>> Begin Listed records

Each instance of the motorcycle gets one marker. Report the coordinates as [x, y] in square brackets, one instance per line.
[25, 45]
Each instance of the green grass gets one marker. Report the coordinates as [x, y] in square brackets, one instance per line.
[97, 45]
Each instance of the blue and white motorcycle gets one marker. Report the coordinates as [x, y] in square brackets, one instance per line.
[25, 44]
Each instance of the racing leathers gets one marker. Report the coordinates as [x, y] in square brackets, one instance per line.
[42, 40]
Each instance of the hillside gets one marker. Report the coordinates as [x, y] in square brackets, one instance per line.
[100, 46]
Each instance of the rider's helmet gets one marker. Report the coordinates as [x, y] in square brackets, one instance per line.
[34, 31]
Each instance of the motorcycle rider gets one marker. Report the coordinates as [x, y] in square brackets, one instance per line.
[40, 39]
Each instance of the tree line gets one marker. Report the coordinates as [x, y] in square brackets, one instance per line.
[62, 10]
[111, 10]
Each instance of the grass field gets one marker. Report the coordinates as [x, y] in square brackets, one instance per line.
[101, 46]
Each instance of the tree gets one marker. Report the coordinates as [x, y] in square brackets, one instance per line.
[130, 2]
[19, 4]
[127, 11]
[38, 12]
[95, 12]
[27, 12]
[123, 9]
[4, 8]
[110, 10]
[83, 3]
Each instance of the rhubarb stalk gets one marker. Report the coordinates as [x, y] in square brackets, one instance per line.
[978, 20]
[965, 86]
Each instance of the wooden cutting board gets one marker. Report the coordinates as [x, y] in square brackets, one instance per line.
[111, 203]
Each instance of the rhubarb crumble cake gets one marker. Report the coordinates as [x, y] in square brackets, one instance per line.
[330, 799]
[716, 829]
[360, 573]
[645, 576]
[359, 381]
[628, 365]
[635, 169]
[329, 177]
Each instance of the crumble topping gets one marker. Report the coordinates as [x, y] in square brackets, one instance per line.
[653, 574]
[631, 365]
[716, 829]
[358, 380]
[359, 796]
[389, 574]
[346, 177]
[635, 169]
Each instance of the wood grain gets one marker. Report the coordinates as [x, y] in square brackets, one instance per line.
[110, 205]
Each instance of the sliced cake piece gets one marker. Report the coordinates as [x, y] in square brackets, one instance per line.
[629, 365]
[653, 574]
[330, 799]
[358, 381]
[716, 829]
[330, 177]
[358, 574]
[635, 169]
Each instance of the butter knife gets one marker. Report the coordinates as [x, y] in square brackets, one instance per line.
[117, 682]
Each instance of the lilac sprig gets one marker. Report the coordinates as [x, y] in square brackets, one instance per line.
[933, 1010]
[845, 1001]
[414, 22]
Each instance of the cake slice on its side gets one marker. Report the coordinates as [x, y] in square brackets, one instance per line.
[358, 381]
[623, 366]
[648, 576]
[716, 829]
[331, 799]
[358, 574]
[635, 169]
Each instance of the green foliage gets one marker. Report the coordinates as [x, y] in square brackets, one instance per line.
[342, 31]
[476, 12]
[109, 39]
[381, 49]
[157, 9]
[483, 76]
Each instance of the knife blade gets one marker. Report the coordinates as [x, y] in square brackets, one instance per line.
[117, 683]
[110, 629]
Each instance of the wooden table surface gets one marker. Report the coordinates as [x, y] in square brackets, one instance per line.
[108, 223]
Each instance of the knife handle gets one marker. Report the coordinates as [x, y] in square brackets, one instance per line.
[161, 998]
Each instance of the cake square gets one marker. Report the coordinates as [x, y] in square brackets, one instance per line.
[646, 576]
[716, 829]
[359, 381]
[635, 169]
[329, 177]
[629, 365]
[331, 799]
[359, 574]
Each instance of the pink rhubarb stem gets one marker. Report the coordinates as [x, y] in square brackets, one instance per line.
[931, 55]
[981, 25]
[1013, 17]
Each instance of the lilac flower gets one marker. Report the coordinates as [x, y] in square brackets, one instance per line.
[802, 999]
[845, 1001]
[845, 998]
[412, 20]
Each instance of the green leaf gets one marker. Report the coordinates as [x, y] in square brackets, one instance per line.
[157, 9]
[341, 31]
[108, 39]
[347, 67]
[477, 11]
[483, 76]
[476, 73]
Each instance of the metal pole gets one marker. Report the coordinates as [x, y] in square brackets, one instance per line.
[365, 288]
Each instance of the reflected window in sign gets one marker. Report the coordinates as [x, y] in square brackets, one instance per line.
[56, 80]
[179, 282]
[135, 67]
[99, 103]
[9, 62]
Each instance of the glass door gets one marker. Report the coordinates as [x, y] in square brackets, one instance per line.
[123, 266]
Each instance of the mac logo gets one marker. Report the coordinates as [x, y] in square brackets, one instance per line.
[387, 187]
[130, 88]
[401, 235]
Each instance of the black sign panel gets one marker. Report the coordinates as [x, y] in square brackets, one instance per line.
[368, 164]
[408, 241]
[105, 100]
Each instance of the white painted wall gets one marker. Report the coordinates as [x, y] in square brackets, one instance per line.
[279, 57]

>> End Listed records

▶ [Given instruction]:
Every entry in the listing must be retyped exactly.

▶ [Reply to the task]:
Each instance of the motorcycle gets one marker. Report the coordinates as [x, y] in square brackets, one instance per line.
[25, 45]
Each instance of the green grass gets one marker. Report the coordinates as [x, y] in square brackets, one instance per line.
[97, 45]
Each instance of the blue and white motorcycle gets one marker. Report the coordinates as [x, y] in square brackets, one instance per line.
[25, 44]
Each instance of the racing leathers gets one marker. Report the coordinates as [x, y] in square brackets, one instance per line.
[42, 40]
Each instance of the hillside gets one marker. Report the coordinates as [x, y] in square brackets, one instance per line.
[100, 46]
Each instance of the rider's helmet gets one marker. Report the coordinates as [x, y] in square brackets, one instance per line.
[34, 31]
Each instance of the motorcycle rider gets one marker. Report the coordinates as [x, y] in square brackets, one instance per line.
[40, 39]
Each instance of the tree line gets one marker. Report the coordinates as [x, y] in square brackets, one instance per line.
[62, 10]
[111, 10]
Each instance of the grass field gets one marker. Report the coordinates as [x, y] in square brackets, one instance per line.
[101, 46]
Each instance of the tree gets one marker. Report the coordinates as [x, y] in square brackets, one instance per line.
[130, 2]
[19, 4]
[127, 11]
[38, 12]
[95, 12]
[27, 12]
[123, 9]
[4, 8]
[110, 10]
[83, 3]
Each instance of the rhubarb stalk gets one marker. Report the coordinates as [x, y] in square brackets, one instance per line.
[978, 20]
[965, 86]
Each instance of the wooden cutting board gets one marker. Report the coordinates as [x, y] in square brackets, one instance per line.
[111, 203]
Each instance of the rhubarb crumble cake gets one marker. Report the coordinates as [x, y] in square brackets, one instance per line.
[330, 799]
[716, 829]
[360, 573]
[645, 576]
[359, 381]
[628, 365]
[635, 169]
[329, 177]
Each instance of the crumble topping gets one marker. Report the coordinates as [x, y] in square brackets, one instance per line.
[653, 574]
[631, 365]
[716, 829]
[358, 380]
[359, 796]
[389, 574]
[346, 177]
[635, 169]
Each instance of the wood grain gets one marker. Report the coordinates as [x, y] in square brackets, one instance per line.
[110, 205]
Each instance of the sliced cake piece gets one marker. Report the coordinates as [x, y] in square brackets, one instance per line.
[629, 365]
[653, 574]
[330, 799]
[358, 381]
[716, 829]
[330, 177]
[358, 574]
[635, 169]
Each instance of the butter knife gets one marker. Report the coordinates as [x, y] in square brackets, one instance per line.
[117, 682]
Each instance of the lilac sprig gets one marker. Report the coordinates as [x, y] in square brackets, one instance per line.
[933, 1010]
[845, 1001]
[414, 22]
Each instance of the cake slice on its side gets one marker. Report the coordinates as [x, y] in square brackets, one instance per line.
[358, 381]
[623, 366]
[648, 576]
[716, 829]
[331, 799]
[358, 574]
[635, 169]
Each instance of the green foliage gets one marker. Report the coordinates as [x, y] in square brackets, one instance per line.
[342, 31]
[476, 12]
[109, 39]
[381, 49]
[157, 9]
[483, 76]
Each instance of the knife blade gets one marker. Report the coordinates as [x, y] in square brackets, one instance per line.
[117, 683]
[110, 629]
Each instance of the wooden table surface gets one marker. Report the coordinates as [x, y] in square brackets, one instance per line.
[108, 223]
Each instance of the knife handle gets one marker. Report the coordinates as [x, y] in square brackets, one instance per line.
[161, 998]
Each instance of the cake square gets one marker. Report the coordinates as [x, y] in square brackets, one instance per line.
[646, 576]
[716, 829]
[359, 381]
[635, 169]
[329, 177]
[629, 365]
[331, 799]
[359, 574]
Each instance of the pink rhubarb stem gets one marker. Report the coordinates as [x, y] in square brackets, one instance per line.
[931, 55]
[981, 25]
[1013, 17]
Each instance of the lilac flower gets one marker. Report the coordinates as [x, y] in square brackets, one instance per line.
[802, 999]
[845, 1001]
[845, 998]
[412, 20]
Each instance of the green leaf gets one marker. Report the coordinates as [x, y] in square brackets, one instance per line.
[157, 9]
[341, 31]
[108, 39]
[347, 67]
[477, 11]
[483, 76]
[476, 73]
Each instance of the metal pole gets one marker. Report the coordinates as [x, y] in square brackets, one instance per line.
[365, 288]
Each instance of the reflected window in sign gets one marker. Report the coordinates as [x, y] in square brackets, one instance per line.
[56, 80]
[179, 282]
[135, 67]
[99, 103]
[9, 62]
Each instance of the glass door gets one marker. Report the coordinates as [x, y] in square brackets, one instance per line.
[123, 266]
Each instance of the mac logo gets one marker. Report the coordinates as [x, y] in square brackets, one instance per line.
[387, 187]
[130, 88]
[401, 235]
Each instance of the black sign panel gets one marker. Report the coordinates as [x, y] in square brackets, one instance per line.
[368, 164]
[408, 241]
[105, 100]
Each instance of the white painted wall gets one marker. Report the coordinates as [x, y] in square brackets, one instance per line.
[279, 57]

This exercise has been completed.